● **Problem description**: Rewrite all the lines below with "give the mask" changed to "output the mask" and everything else left as it is.

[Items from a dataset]
● ● ●

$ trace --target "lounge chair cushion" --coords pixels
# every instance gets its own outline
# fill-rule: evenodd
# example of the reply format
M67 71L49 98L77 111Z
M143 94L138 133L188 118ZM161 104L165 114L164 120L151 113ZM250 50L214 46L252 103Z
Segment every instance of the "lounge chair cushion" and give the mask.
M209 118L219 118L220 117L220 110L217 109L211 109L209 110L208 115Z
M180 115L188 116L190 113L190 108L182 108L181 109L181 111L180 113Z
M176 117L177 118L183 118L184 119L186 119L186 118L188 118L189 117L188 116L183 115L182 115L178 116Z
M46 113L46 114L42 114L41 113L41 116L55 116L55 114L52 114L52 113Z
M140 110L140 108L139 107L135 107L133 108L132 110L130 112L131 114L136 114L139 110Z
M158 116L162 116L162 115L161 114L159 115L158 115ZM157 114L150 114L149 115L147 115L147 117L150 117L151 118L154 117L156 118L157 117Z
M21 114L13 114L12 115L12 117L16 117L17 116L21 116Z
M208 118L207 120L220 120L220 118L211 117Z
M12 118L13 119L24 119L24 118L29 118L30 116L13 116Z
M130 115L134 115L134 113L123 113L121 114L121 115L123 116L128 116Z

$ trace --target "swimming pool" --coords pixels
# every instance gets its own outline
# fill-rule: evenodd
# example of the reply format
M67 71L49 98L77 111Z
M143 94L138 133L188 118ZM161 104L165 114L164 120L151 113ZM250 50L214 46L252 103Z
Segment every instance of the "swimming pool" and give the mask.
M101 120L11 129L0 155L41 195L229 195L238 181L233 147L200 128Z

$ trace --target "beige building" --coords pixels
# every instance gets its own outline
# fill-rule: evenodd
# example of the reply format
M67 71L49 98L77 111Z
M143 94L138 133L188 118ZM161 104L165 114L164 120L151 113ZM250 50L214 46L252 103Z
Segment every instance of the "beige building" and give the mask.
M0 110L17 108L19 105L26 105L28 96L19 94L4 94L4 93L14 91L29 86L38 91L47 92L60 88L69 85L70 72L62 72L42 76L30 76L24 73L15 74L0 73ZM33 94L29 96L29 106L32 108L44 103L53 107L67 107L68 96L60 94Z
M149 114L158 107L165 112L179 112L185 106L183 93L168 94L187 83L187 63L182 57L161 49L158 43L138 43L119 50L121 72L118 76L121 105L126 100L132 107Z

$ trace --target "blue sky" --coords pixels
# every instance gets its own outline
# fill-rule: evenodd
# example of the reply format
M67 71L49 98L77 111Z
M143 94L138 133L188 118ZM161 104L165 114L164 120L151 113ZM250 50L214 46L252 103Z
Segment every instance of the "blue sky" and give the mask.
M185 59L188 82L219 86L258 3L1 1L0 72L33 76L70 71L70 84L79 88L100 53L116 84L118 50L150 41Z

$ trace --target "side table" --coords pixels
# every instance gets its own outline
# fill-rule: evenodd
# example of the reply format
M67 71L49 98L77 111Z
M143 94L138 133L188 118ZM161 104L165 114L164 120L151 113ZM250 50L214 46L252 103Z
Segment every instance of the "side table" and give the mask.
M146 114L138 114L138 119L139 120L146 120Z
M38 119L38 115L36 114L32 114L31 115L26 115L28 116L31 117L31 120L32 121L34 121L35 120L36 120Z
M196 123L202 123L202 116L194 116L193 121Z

● ● ●

● **The response**:
$ trace --target "lounge chair cushion" --coords pixels
# every instance gets its own outline
# fill-rule: evenodd
# example of the reply format
M67 71L49 98L77 111Z
M143 94L138 133L188 118ZM161 104L165 114L164 120L151 113ZM250 50L214 46L252 103Z
Segment every instance of the "lounge chair cushion" and output the mask.
M209 118L219 118L220 117L220 110L217 109L211 109L209 110L208 115Z
M180 115L188 116L190 113L190 108L182 108L181 109L181 111L180 113Z
M176 117L177 118L183 118L184 119L186 119L186 118L188 118L189 117L188 116L183 115L182 115L178 116Z
M46 113L46 114L42 114L41 113L41 116L55 116L55 114L52 114L52 113Z
M140 110L140 108L139 107L135 107L133 108L132 110L130 112L131 114L136 114L139 110Z
M158 116L162 116L162 115L161 114L159 115L158 115ZM157 114L150 114L149 115L147 115L147 117L150 117L151 118L154 117L156 118L157 117Z
M21 114L13 114L12 115L12 117L16 117L17 116L21 116Z
M208 118L207 120L220 120L220 118L211 117Z
M12 118L13 119L24 119L24 118L29 118L30 116L13 116Z
M130 115L134 115L134 113L123 113L121 114L121 115L123 116L128 116Z

$ trace --target "swimming pool" --coords pixels
# every instance gets its own outline
# fill-rule: evenodd
# example of the reply format
M67 71L49 98L77 111Z
M143 94L138 133L188 118ZM161 104L165 114L164 120L151 113ZM250 50L214 46L252 103Z
Segment every instance of the "swimming pool" and output the mask.
M101 120L11 129L0 155L41 195L229 195L238 181L233 147L200 128Z

$ trace --target "beige building" --coords pixels
# every instance gets its own outline
# fill-rule: evenodd
# example of the reply format
M67 71L49 98L77 111Z
M143 94L138 133L188 118ZM161 104L165 114L164 120L151 113ZM250 50L214 46L252 103Z
Segment every instance of the "beige building" and output the mask.
M0 110L17 108L19 105L26 105L28 96L19 94L4 94L4 93L14 91L29 86L38 91L47 92L60 88L69 85L70 72L62 72L42 76L30 76L24 73L15 74L0 73ZM33 94L29 96L29 106L32 108L44 103L53 107L67 107L68 96L60 94Z
M149 114L158 107L165 112L179 112L185 106L183 93L168 94L187 83L187 63L182 57L161 49L158 43L138 43L119 50L121 72L118 76L121 105L126 100L132 107Z

$ trace --target "blue sky" --coords pixels
# every instance gets its own outline
# fill-rule: evenodd
# example of the reply format
M67 71L49 98L77 111Z
M143 94L138 133L188 118ZM161 104L165 114L164 120L151 113ZM250 50L214 46L252 103Z
Segment every instance of the "blue sky" and output the mask.
M185 59L188 82L219 86L258 3L1 1L0 72L33 76L70 71L70 84L79 88L100 53L116 84L118 50L150 41Z

$ trace --target "side table" --coords pixels
# every instance gets its own outline
# fill-rule: evenodd
# example of the reply format
M67 71L49 98L77 111Z
M143 94L138 133L188 118ZM161 104L165 114L164 120L151 113ZM250 50L214 46L252 103Z
Segment every instance of the "side table" and output the mask.
M146 114L138 114L138 119L139 120L146 120Z
M38 119L38 115L36 114L32 114L31 115L26 115L28 116L31 117L31 120L32 121L34 121L35 120L36 120Z
M196 123L202 123L202 116L194 116L193 121Z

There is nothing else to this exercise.